What you should do –
In the entries that follow, identify the line containing "the man wearing" and return it together with all later lines, exactly as they appear.

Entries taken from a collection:
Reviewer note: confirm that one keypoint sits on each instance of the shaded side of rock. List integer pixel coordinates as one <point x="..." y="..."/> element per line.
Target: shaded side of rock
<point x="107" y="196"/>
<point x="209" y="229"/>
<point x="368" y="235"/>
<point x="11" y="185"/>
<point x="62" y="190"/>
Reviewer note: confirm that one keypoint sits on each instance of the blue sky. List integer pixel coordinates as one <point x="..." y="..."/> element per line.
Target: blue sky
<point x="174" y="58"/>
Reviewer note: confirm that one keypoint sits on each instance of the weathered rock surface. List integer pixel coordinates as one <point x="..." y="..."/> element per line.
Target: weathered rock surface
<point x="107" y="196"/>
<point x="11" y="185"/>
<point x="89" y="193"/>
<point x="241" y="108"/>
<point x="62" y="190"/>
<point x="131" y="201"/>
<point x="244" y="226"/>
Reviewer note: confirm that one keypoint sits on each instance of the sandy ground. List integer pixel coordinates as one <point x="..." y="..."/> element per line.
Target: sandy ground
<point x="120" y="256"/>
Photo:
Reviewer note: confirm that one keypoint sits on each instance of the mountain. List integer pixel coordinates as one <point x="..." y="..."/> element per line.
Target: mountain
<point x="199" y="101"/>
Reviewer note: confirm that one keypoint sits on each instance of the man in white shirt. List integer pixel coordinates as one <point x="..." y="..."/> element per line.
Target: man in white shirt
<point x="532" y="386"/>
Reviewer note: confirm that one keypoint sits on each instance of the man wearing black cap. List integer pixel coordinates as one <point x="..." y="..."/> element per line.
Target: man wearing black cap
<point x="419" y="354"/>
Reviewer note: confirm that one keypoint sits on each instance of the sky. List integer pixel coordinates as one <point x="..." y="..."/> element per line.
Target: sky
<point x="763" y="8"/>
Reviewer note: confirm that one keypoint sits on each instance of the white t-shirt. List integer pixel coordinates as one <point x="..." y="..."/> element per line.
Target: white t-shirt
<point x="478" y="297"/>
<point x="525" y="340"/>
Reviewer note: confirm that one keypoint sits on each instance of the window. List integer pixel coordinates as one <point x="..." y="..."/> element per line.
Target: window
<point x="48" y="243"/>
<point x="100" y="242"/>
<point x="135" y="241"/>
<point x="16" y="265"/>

Answer area –
Reviewer note: confirm that one keypoint sits on each instance of the man wearing black cap. List integer pixel coordinates as one <point x="..." y="..."/> element per line.
Target: man wearing black cap
<point x="419" y="354"/>
Reviewer note: confirm that one keypoint sits on each instance of the sky. List integer pixel coordinates as one <point x="..." y="..."/> element per line.
Target: sky
<point x="763" y="8"/>
Reviewer note: confirm that one keypoint sits on each instance of the white t-shirt. List integer pixel coordinates as one <point x="..." y="..."/> element per line.
Target: white t-shirt
<point x="478" y="297"/>
<point x="525" y="340"/>
Reviewer note: confirm that one keypoint sits on each instance of the window. List integer pixel coordinates as one <point x="..." y="..."/> element per line.
Target: window
<point x="48" y="243"/>
<point x="100" y="242"/>
<point x="135" y="241"/>
<point x="16" y="265"/>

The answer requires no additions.